> Exercise details
Answer these questions from the piece on the MSU thermoelectric material:
(a) Which mineral family do the synthesized compounds mimic?
(b) After grinding the materials to a powder, what do the researchers use to compress it into usable sizes?
(c) In which online journal was the research published?

> Exercise passage
-.-.-

Michigan State University (MSU) researchers have developed a new thermoelectric material based on naturally occurring materials that don’t require complex or costly processing.
The researchers, led by Donald Morelli, a professor of chemical engineering and materials science, developed the material based on tetrahedrites.
‘What we’ve managed to do is synthesise some compounds that have the same composition as natural minerals,’ said Morelli. ‘The mineral family that they mimic is one of the most abundant minerals of this type on Earth — tetrahedrites.
‘By modifying its composition in a very small way, we produced highly efficient thermoelectric materials.’
Morelli said that while some new, more efficient materials have been discovered as of late, many are not suitable for large-scale applications because they are derived from rare or sometimes toxic elements, or the synthesis procedures are complex and costly.
‘Typically you’d mine minerals, purify them into individual elements and then recombine those elements into new compounds that you anticipate will have good thermoelectric properties,’ he said. ‘But that process costs a lot of money and takes a lot of time. Our method bypasses much of that.’
The MSU researchers’ method involves the use of very common materials, grinding them to a powder, then using pressure and heat to compress into useable sizes.
‘It saves tremendously in terms of processing costs,’ he said.
The researchers expect this discovery could pave the way to many new, low-cost thermoelectric generation opportunities with applications that include waste heat recovery from industrial power plants, conversion of vehicle exhaust gas heat into electricity, and generation of electricity in home-heating furnaces.
The research was published in the online journal Advanced Energy Materials.

-.-.-

> Data
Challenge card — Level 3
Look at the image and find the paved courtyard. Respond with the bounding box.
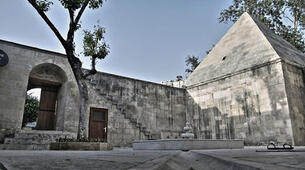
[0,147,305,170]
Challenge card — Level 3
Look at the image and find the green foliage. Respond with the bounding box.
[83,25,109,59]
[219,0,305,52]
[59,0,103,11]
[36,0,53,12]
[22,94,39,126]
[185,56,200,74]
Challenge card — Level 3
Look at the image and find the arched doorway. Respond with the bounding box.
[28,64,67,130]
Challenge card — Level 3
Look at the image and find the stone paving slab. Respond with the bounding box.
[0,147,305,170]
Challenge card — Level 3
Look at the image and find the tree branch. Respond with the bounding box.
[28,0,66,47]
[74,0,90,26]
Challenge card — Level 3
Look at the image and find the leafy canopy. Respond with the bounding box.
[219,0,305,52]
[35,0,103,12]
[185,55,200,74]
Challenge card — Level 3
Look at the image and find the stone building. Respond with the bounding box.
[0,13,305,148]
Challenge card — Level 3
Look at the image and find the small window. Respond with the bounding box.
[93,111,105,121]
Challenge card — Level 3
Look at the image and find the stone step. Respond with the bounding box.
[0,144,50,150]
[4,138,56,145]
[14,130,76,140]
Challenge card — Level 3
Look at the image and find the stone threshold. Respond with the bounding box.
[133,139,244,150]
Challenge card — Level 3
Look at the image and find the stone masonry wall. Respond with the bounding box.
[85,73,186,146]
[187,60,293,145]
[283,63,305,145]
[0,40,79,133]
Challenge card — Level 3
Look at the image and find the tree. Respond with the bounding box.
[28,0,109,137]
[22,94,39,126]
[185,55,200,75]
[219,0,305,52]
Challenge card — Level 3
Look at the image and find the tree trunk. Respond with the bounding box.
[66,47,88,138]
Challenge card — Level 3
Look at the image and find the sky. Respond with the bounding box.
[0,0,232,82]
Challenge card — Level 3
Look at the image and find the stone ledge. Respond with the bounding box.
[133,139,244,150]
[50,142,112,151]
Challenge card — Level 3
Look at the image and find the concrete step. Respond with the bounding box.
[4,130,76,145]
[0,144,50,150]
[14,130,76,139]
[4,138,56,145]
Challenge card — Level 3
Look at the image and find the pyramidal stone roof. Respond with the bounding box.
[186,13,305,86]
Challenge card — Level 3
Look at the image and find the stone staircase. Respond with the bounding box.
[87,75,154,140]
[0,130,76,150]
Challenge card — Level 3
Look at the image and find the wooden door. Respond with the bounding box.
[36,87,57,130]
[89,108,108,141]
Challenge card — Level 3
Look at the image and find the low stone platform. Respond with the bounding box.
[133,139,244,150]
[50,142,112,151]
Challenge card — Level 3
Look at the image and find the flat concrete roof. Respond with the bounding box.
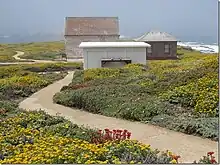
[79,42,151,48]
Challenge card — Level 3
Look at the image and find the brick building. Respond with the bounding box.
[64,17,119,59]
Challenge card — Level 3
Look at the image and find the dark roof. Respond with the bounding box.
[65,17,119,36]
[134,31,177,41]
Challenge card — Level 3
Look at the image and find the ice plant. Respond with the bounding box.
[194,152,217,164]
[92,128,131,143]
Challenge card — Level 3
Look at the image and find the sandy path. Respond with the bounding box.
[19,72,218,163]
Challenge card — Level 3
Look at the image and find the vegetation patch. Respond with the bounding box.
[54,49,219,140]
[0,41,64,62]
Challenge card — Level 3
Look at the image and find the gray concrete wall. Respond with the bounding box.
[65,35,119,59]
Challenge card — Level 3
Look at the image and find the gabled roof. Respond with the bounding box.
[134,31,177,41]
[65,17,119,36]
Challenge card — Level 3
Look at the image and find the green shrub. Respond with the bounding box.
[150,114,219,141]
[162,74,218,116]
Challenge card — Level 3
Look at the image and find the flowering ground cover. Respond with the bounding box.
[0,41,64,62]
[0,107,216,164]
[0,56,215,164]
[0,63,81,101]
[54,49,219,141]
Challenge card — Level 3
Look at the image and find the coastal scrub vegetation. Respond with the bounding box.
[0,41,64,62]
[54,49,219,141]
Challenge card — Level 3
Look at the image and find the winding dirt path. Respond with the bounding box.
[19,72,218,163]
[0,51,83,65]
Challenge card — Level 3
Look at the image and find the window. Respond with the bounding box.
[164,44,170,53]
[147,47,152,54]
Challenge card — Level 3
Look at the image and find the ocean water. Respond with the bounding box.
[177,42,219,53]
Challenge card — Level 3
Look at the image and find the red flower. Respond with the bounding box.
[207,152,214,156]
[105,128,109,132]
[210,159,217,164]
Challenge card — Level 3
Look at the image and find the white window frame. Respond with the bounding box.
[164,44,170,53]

-.-.-

> Exercise result
(a) Tetrahedrites
(b) Pressure and heat
(c) Advanced Energy Materials